> [Action item]: Type the entries out again exactly as they read, but leave every picture behind.

Saved entries
====

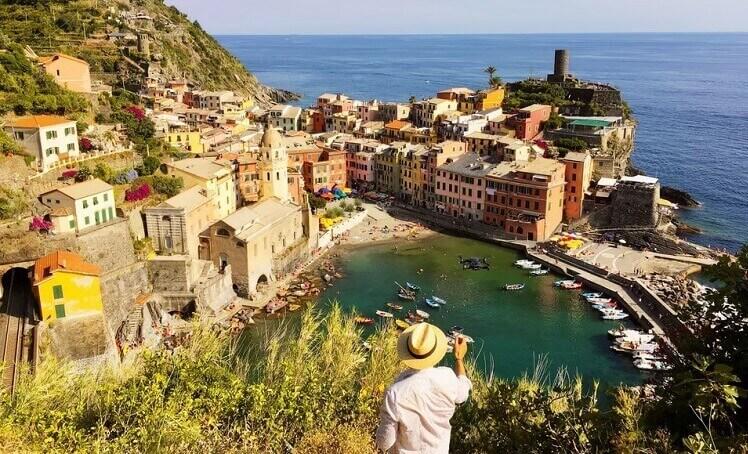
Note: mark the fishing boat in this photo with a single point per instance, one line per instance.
(402, 324)
(432, 303)
(384, 314)
(456, 329)
(589, 295)
(617, 316)
(646, 364)
(438, 300)
(275, 305)
(562, 282)
(406, 296)
(413, 287)
(572, 286)
(423, 314)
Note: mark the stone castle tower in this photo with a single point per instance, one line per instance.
(273, 165)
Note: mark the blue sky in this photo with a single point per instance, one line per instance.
(465, 16)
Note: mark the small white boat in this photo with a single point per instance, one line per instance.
(422, 314)
(645, 364)
(523, 262)
(432, 303)
(618, 316)
(589, 295)
(563, 282)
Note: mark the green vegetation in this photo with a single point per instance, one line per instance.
(311, 387)
(26, 89)
(13, 203)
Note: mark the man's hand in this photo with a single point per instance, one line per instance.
(460, 348)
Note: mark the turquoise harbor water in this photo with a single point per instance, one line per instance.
(512, 330)
(689, 93)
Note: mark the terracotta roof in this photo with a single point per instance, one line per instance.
(50, 58)
(62, 260)
(37, 121)
(397, 124)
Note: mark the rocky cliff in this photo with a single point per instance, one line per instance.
(127, 41)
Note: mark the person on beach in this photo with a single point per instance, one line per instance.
(415, 414)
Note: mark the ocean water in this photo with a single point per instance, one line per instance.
(513, 331)
(689, 93)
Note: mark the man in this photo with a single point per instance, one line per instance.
(415, 415)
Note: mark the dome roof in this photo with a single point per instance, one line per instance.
(271, 139)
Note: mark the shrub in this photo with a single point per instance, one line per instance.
(138, 192)
(168, 186)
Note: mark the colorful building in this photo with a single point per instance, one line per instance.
(578, 176)
(525, 200)
(65, 285)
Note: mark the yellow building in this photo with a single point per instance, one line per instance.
(185, 141)
(65, 285)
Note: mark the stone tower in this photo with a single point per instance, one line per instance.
(273, 165)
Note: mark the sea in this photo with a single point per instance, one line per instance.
(689, 93)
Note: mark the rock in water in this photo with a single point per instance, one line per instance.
(682, 198)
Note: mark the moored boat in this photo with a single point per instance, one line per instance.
(384, 314)
(422, 314)
(360, 320)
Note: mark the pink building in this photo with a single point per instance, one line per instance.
(461, 187)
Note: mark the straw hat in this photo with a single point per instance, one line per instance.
(421, 346)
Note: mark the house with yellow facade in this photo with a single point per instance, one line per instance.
(65, 285)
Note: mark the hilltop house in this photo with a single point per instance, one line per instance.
(48, 138)
(66, 286)
(80, 206)
(69, 72)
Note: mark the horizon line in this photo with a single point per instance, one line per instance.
(489, 33)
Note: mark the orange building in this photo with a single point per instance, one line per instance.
(69, 72)
(526, 200)
(578, 176)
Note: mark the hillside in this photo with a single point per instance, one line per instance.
(105, 33)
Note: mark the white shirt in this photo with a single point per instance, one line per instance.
(415, 415)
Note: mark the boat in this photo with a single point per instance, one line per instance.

====

> [Answer box]:
Note: mark the fishing boat in this photo with a single point per instance, one line per instance.
(402, 324)
(432, 303)
(384, 314)
(456, 329)
(589, 295)
(617, 316)
(646, 364)
(438, 300)
(275, 305)
(562, 282)
(406, 296)
(413, 287)
(572, 286)
(423, 314)
Note: mark the stone castle tower in this photo with a single point per instance, one line per instance.
(273, 165)
Note: mark the blue sky in this photo with a single point per instance, one line per instance.
(465, 16)
Note: mark the small white boat in this photo with a single point per instance, one line per instance.
(422, 314)
(645, 364)
(523, 262)
(432, 303)
(618, 316)
(589, 295)
(563, 282)
Note: mark the green vegetation in this photo with a single point per instance, one line per instance.
(311, 387)
(26, 89)
(13, 203)
Note: mark the man's hand in this photo with a single point per instance, one line per instance.
(460, 348)
Note: mark the turquoise harbor water in this photo with a single point per instance, one line per instance.
(512, 330)
(689, 93)
Note: mark the terracotta roof in this photo with a single point per instance, one line per instance.
(50, 58)
(62, 260)
(37, 121)
(397, 124)
Note: mark the rocky cliff in this photo with a single point per instance, one line per instance.
(127, 41)
Note: mark the person on beach in this photo with a single point per instance, one line per instance.
(415, 414)
Note: mark the ocean water in this photo with a single point per instance, one line per instance.
(513, 331)
(689, 93)
Note: mark the man in this photo with a single point per instance, one line per instance.
(415, 415)
Note: mark the dome roof in this photo with a single point per instance, one line per instance.
(271, 139)
Note: mark the shrub in this photo with a single point per instance, one line per instance.
(138, 192)
(168, 186)
Note: mark the colorful building in this photo with a single point per instance, one line per instance.
(578, 176)
(525, 200)
(65, 285)
Note: mark the yellow building in this photo with a single point per instance, one line per instance.
(185, 141)
(65, 285)
Note: mark the stone tower in this photo with a single point per instance, one line per instance.
(273, 165)
Note: mark the sea in this photo with a single point per instance, one line per instance.
(689, 93)
Note: mark the rock in water in this photo with a single point per instance, one line per instance.
(682, 198)
Note: mark the moored boat in this photo with a single point per instance, one line per instance.
(384, 314)
(422, 314)
(360, 320)
Note: mark the pink building in this photo with a single point per instance, one line per instance.
(461, 187)
Note: mark the straw hat in this photo with a single point per instance, one line per instance.
(421, 346)
Note: mark the house with yellow facade in this photo with a single point per instance, one line per instance.
(65, 285)
Note: mark the hilltop house in this photo with a single point per instance, one line per instance.
(48, 138)
(66, 286)
(80, 206)
(69, 72)
Note: mark the horizon line in this photo with a single point per instance, one line per instance.
(489, 33)
Note: mark the orange building in this photo with a single point per instance, one line per instance.
(69, 72)
(526, 200)
(578, 176)
Note: mark the hillside in this photo with a single point per instance, one line per instance.
(105, 33)
Note: mark the white shirt in this photo with a single point per instance, one line per instance.
(415, 415)
Note: mark the boat in this photo with a single point per instance, one line per instance.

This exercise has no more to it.